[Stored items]
-------------------------
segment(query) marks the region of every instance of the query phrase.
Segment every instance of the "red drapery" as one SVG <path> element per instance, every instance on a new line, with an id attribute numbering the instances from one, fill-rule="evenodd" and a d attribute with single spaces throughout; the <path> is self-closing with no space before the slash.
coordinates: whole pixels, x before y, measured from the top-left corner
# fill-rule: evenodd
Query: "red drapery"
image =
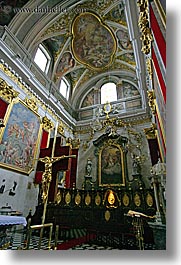
<path id="1" fill-rule="evenodd" d="M 8 105 L 9 104 L 6 101 L 0 98 L 0 119 L 4 119 Z"/>
<path id="2" fill-rule="evenodd" d="M 43 129 L 40 148 L 47 148 L 49 132 Z"/>
<path id="3" fill-rule="evenodd" d="M 158 21 L 155 17 L 155 14 L 153 12 L 151 5 L 150 5 L 150 22 L 151 22 L 151 28 L 152 28 L 159 52 L 161 54 L 161 58 L 166 67 L 166 42 L 160 30 L 160 26 L 158 24 Z"/>
<path id="4" fill-rule="evenodd" d="M 49 132 L 47 132 L 47 131 L 45 131 L 43 129 L 42 138 L 41 138 L 41 144 L 40 144 L 40 150 L 41 149 L 43 150 L 43 149 L 47 148 L 48 137 L 49 137 Z M 35 173 L 35 180 L 34 180 L 35 184 L 40 184 L 41 183 L 41 181 L 42 181 L 42 175 L 43 175 L 43 169 L 42 169 L 42 171 L 36 171 L 36 173 Z"/>
<path id="5" fill-rule="evenodd" d="M 152 48 L 152 58 L 153 58 L 154 66 L 155 66 L 156 73 L 157 73 L 157 76 L 158 76 L 158 80 L 159 80 L 159 83 L 160 83 L 160 88 L 161 88 L 161 91 L 162 91 L 162 94 L 163 94 L 163 98 L 164 98 L 164 101 L 166 102 L 166 86 L 165 86 L 165 82 L 163 80 L 162 73 L 161 73 L 161 70 L 160 70 L 160 67 L 159 67 L 159 64 L 158 64 L 158 60 L 156 58 L 156 55 L 155 55 L 155 52 L 154 52 L 153 48 Z"/>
-------------------------
▶ What the task asks
Look through the entries above and find each line where the word "drapery" occurs; copy those lines.

▶ Problem solution
Segment every instance of the "red drapery" as one SVG <path> element per instance, every instance on a new line, with an id attribute numbering the instances from one, fill-rule="evenodd" and a d attribute with single spaces throughout; the <path> is self-closing with no space before the slash.
Query: "red drapery"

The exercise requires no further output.